[Rows from a dataset]
● ● ● ● ● ● ●

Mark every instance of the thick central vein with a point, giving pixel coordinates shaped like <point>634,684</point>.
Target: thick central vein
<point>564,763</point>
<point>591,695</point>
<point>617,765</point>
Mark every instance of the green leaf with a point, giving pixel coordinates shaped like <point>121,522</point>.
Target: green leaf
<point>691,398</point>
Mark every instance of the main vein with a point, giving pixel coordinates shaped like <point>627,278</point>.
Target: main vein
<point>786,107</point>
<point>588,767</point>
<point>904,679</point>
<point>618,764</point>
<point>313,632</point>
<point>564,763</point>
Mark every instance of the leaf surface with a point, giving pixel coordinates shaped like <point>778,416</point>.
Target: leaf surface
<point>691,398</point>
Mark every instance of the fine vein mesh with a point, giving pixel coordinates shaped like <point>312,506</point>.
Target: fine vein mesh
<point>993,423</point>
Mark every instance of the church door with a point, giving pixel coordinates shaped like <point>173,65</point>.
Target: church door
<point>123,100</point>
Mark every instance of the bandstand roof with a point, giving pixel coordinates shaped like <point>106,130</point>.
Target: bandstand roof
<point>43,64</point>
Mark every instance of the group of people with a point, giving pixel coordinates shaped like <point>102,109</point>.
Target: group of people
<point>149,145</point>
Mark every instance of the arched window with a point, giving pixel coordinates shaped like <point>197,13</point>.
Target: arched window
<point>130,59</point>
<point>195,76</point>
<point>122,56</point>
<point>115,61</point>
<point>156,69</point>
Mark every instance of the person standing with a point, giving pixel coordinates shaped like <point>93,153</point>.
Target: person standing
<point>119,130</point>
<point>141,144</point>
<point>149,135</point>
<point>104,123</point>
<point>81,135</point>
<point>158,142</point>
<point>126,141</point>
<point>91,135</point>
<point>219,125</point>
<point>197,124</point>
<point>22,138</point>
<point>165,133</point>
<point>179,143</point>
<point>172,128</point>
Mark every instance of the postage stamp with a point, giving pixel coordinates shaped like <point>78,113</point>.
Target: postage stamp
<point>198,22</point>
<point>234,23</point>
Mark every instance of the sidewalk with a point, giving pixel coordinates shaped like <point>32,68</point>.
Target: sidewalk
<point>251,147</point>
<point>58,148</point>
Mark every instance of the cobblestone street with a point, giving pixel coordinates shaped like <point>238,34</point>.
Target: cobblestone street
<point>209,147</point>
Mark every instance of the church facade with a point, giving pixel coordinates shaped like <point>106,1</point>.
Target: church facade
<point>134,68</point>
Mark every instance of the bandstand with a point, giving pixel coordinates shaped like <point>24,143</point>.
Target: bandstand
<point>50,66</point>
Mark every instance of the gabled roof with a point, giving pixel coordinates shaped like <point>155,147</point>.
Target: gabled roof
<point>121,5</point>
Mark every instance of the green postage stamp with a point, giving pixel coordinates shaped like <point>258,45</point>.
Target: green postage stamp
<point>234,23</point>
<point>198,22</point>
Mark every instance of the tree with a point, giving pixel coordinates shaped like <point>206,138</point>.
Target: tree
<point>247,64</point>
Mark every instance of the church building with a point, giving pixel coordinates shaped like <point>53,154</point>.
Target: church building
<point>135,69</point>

● ● ● ● ● ● ●

> Given exercise: Replace every "bandstand" in the records above with "gazebo" and keep all other text the same.

> Solved problem:
Mark every instance of the thick central vein with a point, giving pixel coordinates shaped like <point>634,684</point>.
Target: thick central vein
<point>564,763</point>
<point>591,695</point>
<point>617,765</point>
Mark every instance of the green leaf with a point, giving pixel coordinates shaped like <point>121,522</point>.
Target: green leaf
<point>691,398</point>
Mark every instance of the main vein with a point, giving pixel coordinates shaped like <point>627,278</point>.
Target: main vein
<point>786,107</point>
<point>588,767</point>
<point>904,679</point>
<point>618,764</point>
<point>313,632</point>
<point>564,763</point>
Mark every instance of the leaf surface with a point, giving pixel coordinates shaped like <point>778,416</point>.
Target: leaf surface
<point>691,398</point>
Mark every instance of the fine vein mesh with a point, giving pixel coordinates shaped like <point>312,506</point>.
Target: fine vein mesh
<point>993,423</point>
Mark every instance of the church door with a point, giving pixel coordinates shaped like <point>173,65</point>.
Target: church door
<point>123,100</point>
Mark every instance of the gazebo roof with a point, giving pixel coordinates shaped like <point>106,130</point>.
Target: gazebo roof
<point>43,64</point>
Mark every instance of the group of people with a point, giving pixel coordinates shaped like <point>102,109</point>.
Target: group of people
<point>149,145</point>
Mark every instance of the arched window with a point, giving pixel coordinates shaped like <point>197,13</point>.
Target: arched window
<point>130,59</point>
<point>195,76</point>
<point>122,56</point>
<point>115,61</point>
<point>156,69</point>
Mark every instance of the person standing with a point, giving pixel coordinates shaped like <point>93,153</point>.
Target: person standing
<point>119,130</point>
<point>141,144</point>
<point>149,135</point>
<point>104,123</point>
<point>81,135</point>
<point>158,142</point>
<point>126,141</point>
<point>91,135</point>
<point>219,125</point>
<point>197,124</point>
<point>22,138</point>
<point>165,133</point>
<point>179,143</point>
<point>172,128</point>
Mark every instance of the postage stamp with a point, giving pixel coordinates shaped like <point>78,113</point>.
Target: postage stamp
<point>198,22</point>
<point>234,23</point>
Mark every instance of the sidewalk with a point, giving pixel coordinates shaped like <point>32,68</point>.
Target: sidewalk
<point>251,147</point>
<point>58,148</point>
Mark every instance of the cobblestone street with a point, giving pixel coordinates shaped like <point>238,34</point>.
Target: cobblestone street
<point>209,147</point>
Mark every instance of the church facade with a point, giving pixel coordinates shaped like <point>106,1</point>.
Target: church facade
<point>134,68</point>
Mark every instance of the gazebo with a point, giving pixel coordinates shaped like <point>24,143</point>.
Target: gazebo
<point>50,66</point>
Mark every instance of the gabled roof with a point, giving pixel coordinates shaped like <point>155,147</point>.
Target: gabled roof
<point>121,5</point>
Mark every instance of the green postage stamp with a point, giving pixel coordinates shaped like <point>258,45</point>.
Target: green postage stamp
<point>234,23</point>
<point>198,22</point>
Mark every instance of the tree with a point, giving pixel coordinates shaped like <point>206,138</point>.
Target: tree
<point>247,64</point>
Mark every instance of the church building with a point, giving pixel coordinates shaped like <point>53,154</point>.
Target: church building
<point>135,69</point>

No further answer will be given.